16 Mayıs 2009 Cumartesi

SEZGİ Mİ, AKIL MI?


Sezgilerimizi dinleyerek aldığımız kararlar, çoğu zaman uzun uzun düşünerek aldıklarımızdan daha iyidir... Birbirinden ilginç deneyler yapan beyin araştırmacıları böyle diyor. Hatta sezgilerimiz olmasaydı, karar verme mekanizmamız doğru dürüst işlemezdi bile. 
Birbirinden ilginç testler, deneyler ve beyin görüntüleme yöntemleriyle bilinçaltının karanlığı aydınlatılmaya çalışılmakta. İster eş seçimi, ister yeni bir ayakkabı ya da yiyecek seçimi olsun burada bilinçsiz olarak ortaya çıkan yaratıcı kuvvetlerin dünyası söz konusu. 
Borsa hakkında hiçbir fikri olmayan deneklerin çoğu doğru seçim yapmışlar. Plessner, "Sezgilerimiz bıçak gibi çalışıyor, ama aklımız zayıf" diye değerlendiriyor bu sonuçları.  
Soğuk bir kış günüydü. İki gün sonra yola çıkması gerekiyordu. Her zaman uçakla seyahat eden Filiz Hanım, bu sefer hiç düşünmeden trenle gitmeye karar verdi. Bu sezgisel karar genç iş kadınının yaşamını kurtardı. Filiz Hanımın her zaman bindiği uçak düşmüş, yolcuların birçoğu ölmüş, geriye kalanlarsa ağır yaralanmıştı.

Veri kümesi içeriği:
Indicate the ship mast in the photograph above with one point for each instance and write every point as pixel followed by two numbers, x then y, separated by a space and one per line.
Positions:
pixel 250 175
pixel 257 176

Yönerge: Sezgi ve akıl üzerine olan okuma parçasını lütfen son cümlesinden sonra sürdürün. Bu malzeme başka bir kaynaktan alınmıştır.

Yanıt aşağıda:
Ahmet Bey iki kadını birden seviyordu, fakat kadınlar bir gün bu sırrı öğrendiler. Ve Ahmet Bey "ya o, ya ben" tehditlerine daha fazla dayanamayıp bir liste hazırladı. Bu listede iki kadının özelliklerini sıraladı, A hanımın özellikleri uzun vadeli bir birliktelik için gayet uygun görünüyordu, onunla mutlu olabilirim diye düşündü önce. Ama sonra birdenbire elindeki listeyi yırtıp atıverdi. Kalbi, doğru kadının B hanım olduğunu söylüyordu ve o da kalbinin sesini dinleyerek uzun yıllar mutlu bir beraberlik yaşadı.  
Bu tür örnekleri çoğaltmak mümkün, hemen hemen hepimizin buna benzer bir veya iki anısı vardır.  
Birkaç saniye içinde hiç düşünülmeden alınan kararlarla elde edilen olumlu sonuçları, genelde şans veya rastlantı olarak değerlendiririz. 
Fakat bilim adamlarının görüşü farklı. "Sezgisel kararlar, genelde uzun uzun düşünerek alınanlardan çok daha iyidir" diyor mesela Max-Planck Eğitim Bilimleri Enstitüsü sezgi araştırmacısı Gerd Gigerenzer. Elbette ki bilim adamının yirmi yılı aşkın araştırma sonucunda bulduğu çözüm: Kalbinin götürdüğü yere git! değil.  
Gigerenzer ve dünyanın diğer bölgelerindeki psikologlar, kavram bilimciler ve beyin araştırmacıları, düşüncelerimize, duygularımıza ve sezgilerimize dayanan süreçleri çözerek, sezgisel kararların birçok durumda, hesaplı kitaplı kararlardan daha doğru olduğunu görüyorlar. Mesela Princeton Üniversitesi'nden Jonathan Cohen , şu sıralar sezgisel kararlar sırasında işleyen nöronsal süreçleri araştırıyor.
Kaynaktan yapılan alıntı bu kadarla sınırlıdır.